[JOB]
The required result is the exact run of lines beginning at the one containing "Each instance receives exactly one keypoint. Mark the young" and ending at the last line of the entries.

#### SUPPLIED RECORDS

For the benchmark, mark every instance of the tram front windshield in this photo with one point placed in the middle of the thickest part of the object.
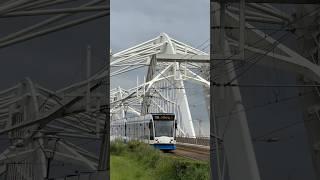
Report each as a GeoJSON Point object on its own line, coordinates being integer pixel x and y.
{"type": "Point", "coordinates": [163, 128]}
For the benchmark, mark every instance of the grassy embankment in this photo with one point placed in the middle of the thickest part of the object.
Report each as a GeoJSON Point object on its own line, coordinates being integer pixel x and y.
{"type": "Point", "coordinates": [138, 161]}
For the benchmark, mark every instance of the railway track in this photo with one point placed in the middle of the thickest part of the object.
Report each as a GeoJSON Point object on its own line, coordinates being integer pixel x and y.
{"type": "Point", "coordinates": [194, 152]}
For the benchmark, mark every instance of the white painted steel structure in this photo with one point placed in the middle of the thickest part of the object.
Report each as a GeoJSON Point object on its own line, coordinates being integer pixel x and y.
{"type": "Point", "coordinates": [169, 63]}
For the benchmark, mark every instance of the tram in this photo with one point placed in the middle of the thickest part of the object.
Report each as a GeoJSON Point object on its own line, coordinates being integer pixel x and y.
{"type": "Point", "coordinates": [156, 129]}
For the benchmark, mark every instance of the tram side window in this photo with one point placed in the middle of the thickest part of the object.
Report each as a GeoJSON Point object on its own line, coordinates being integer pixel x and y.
{"type": "Point", "coordinates": [151, 130]}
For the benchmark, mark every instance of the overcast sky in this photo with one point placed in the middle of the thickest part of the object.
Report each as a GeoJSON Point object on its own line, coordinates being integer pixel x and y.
{"type": "Point", "coordinates": [136, 21]}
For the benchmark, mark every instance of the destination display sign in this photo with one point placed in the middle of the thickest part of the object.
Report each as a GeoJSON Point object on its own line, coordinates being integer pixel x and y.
{"type": "Point", "coordinates": [163, 117]}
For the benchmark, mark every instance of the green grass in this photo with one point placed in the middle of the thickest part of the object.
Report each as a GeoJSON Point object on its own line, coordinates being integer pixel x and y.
{"type": "Point", "coordinates": [138, 161]}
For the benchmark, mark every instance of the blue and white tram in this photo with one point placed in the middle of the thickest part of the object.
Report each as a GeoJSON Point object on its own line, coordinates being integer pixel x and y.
{"type": "Point", "coordinates": [156, 129]}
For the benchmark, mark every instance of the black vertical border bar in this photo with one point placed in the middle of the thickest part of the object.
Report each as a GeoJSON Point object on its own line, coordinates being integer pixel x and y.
{"type": "Point", "coordinates": [104, 157]}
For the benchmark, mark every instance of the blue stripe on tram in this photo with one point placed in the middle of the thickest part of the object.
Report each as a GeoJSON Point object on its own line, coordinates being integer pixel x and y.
{"type": "Point", "coordinates": [165, 146]}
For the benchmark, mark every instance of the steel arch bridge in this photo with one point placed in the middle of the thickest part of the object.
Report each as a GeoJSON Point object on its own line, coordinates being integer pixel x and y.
{"type": "Point", "coordinates": [169, 64]}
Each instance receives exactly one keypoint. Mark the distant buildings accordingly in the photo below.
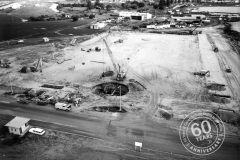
(105, 1)
(135, 15)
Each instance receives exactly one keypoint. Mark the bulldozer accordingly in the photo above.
(39, 64)
(202, 73)
(4, 63)
(121, 75)
(26, 69)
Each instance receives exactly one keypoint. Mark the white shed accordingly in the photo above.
(18, 126)
(45, 39)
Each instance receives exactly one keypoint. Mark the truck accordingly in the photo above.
(63, 106)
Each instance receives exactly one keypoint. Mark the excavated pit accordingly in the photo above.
(111, 88)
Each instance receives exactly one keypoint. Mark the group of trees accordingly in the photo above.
(133, 5)
(43, 18)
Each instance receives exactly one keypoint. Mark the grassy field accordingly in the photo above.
(16, 30)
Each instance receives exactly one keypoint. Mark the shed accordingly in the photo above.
(18, 126)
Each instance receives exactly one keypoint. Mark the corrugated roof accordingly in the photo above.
(17, 122)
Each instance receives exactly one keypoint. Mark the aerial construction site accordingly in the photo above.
(125, 76)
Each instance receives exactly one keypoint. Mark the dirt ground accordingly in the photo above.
(163, 63)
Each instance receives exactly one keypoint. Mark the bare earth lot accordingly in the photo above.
(163, 63)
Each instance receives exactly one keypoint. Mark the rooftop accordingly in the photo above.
(17, 122)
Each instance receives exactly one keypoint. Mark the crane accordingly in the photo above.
(121, 75)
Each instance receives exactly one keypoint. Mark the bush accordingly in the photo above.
(74, 18)
(92, 16)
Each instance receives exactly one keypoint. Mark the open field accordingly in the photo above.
(32, 29)
(221, 9)
(236, 26)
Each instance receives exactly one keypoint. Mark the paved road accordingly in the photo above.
(154, 136)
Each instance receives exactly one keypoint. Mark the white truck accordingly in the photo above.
(63, 106)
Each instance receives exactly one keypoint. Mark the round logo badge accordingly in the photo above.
(202, 132)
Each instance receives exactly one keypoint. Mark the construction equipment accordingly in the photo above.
(119, 41)
(4, 63)
(202, 73)
(97, 49)
(193, 32)
(39, 63)
(121, 75)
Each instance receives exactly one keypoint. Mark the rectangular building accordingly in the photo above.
(135, 15)
(18, 126)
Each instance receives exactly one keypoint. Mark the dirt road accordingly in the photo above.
(158, 137)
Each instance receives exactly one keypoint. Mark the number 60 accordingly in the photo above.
(197, 131)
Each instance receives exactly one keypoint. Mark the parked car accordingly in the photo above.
(38, 131)
(63, 106)
(21, 41)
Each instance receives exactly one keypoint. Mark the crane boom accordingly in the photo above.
(111, 55)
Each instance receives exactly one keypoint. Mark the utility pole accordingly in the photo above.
(10, 83)
(120, 99)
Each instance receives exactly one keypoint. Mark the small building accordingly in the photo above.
(45, 39)
(151, 26)
(98, 25)
(18, 126)
(135, 15)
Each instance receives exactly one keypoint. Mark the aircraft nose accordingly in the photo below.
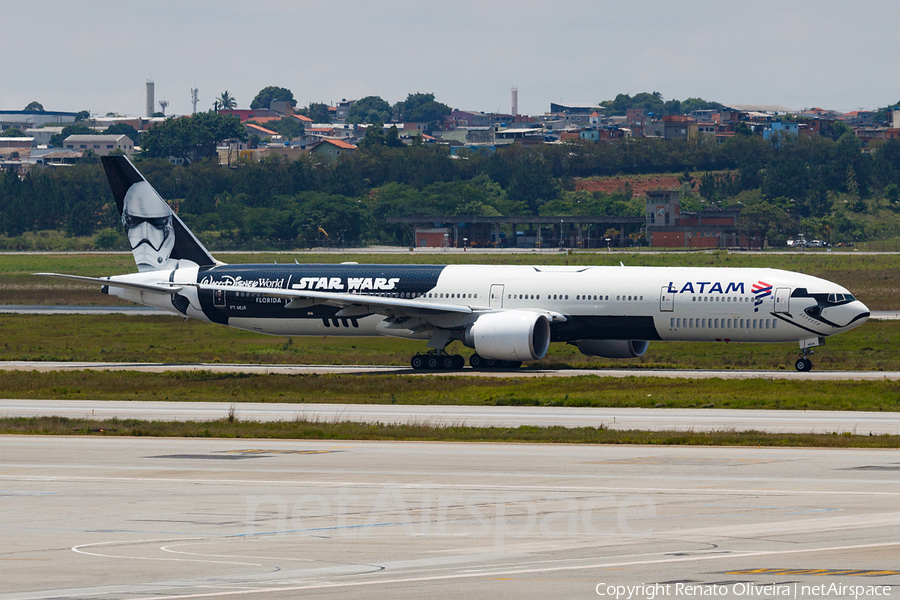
(859, 314)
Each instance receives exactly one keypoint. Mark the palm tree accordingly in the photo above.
(226, 101)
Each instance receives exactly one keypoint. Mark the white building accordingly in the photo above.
(101, 145)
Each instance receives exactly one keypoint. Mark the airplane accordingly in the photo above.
(507, 314)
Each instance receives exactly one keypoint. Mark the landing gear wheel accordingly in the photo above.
(803, 364)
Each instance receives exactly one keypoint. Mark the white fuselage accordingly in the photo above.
(642, 303)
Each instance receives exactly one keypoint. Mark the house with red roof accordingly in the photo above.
(330, 149)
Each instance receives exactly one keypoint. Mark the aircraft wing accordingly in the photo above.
(377, 304)
(362, 304)
(162, 287)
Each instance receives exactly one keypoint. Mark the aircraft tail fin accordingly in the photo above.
(158, 238)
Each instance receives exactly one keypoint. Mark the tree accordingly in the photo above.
(422, 108)
(765, 221)
(270, 94)
(371, 109)
(226, 101)
(191, 138)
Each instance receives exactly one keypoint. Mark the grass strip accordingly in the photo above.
(231, 428)
(125, 338)
(582, 391)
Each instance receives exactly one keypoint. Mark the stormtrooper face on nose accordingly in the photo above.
(148, 225)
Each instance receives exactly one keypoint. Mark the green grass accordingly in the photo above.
(169, 339)
(311, 430)
(584, 391)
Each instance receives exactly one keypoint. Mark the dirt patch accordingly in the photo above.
(639, 185)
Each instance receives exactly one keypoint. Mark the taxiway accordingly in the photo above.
(177, 519)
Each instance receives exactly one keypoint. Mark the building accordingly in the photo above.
(260, 131)
(247, 114)
(668, 227)
(23, 119)
(101, 145)
(433, 237)
(330, 149)
(42, 135)
(679, 127)
(780, 128)
(17, 149)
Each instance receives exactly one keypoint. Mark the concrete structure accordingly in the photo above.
(42, 135)
(112, 517)
(330, 149)
(668, 227)
(433, 237)
(527, 231)
(679, 127)
(781, 128)
(151, 87)
(101, 145)
(24, 119)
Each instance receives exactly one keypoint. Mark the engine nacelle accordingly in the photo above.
(509, 335)
(613, 348)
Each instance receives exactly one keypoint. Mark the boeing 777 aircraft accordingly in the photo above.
(508, 314)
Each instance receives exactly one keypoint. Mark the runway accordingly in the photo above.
(170, 518)
(651, 419)
(283, 369)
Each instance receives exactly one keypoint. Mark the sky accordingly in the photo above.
(97, 55)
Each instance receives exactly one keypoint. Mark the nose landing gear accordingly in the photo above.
(803, 364)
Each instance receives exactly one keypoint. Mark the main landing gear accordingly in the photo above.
(437, 362)
(454, 362)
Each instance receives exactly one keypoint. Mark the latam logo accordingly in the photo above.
(760, 290)
(700, 287)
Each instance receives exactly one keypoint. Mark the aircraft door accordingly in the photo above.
(497, 295)
(666, 300)
(782, 300)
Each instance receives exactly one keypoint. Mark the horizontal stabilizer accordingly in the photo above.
(161, 288)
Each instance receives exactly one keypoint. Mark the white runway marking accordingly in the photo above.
(508, 573)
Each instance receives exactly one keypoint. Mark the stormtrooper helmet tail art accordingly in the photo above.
(158, 238)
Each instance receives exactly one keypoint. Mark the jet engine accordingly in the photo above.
(514, 335)
(613, 348)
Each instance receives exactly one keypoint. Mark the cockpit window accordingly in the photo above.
(835, 298)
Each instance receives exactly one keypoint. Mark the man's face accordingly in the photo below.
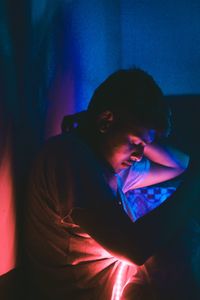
(122, 149)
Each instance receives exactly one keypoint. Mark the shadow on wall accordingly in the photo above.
(186, 122)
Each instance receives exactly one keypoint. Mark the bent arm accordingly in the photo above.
(166, 163)
(136, 242)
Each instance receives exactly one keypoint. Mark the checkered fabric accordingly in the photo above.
(146, 199)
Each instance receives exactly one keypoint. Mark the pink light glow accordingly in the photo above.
(61, 102)
(7, 216)
(121, 280)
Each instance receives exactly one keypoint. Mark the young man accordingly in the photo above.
(82, 241)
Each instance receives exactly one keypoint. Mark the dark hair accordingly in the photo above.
(132, 95)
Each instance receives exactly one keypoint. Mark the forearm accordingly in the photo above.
(166, 156)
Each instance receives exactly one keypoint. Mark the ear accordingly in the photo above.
(105, 121)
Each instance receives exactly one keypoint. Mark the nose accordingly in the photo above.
(137, 154)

########

[OUTPUT FOR THIS EXERCISE]
Each instance receives exactly one keypoint. Mark the young man accordingly in the photo above.
(82, 241)
Each instance receives exactly one keypoint. Mark the dark hair accordingly in the photo above.
(132, 95)
Each instance receives exactly one keypoint. Mark the forearm accordingly in the photo above.
(166, 156)
Each instance receives exactly one keypoint. Mark the ear accordingly in the photo above.
(105, 121)
Each instance receives exactly one keypoint. Mark the nose accordingly in the photo above.
(137, 154)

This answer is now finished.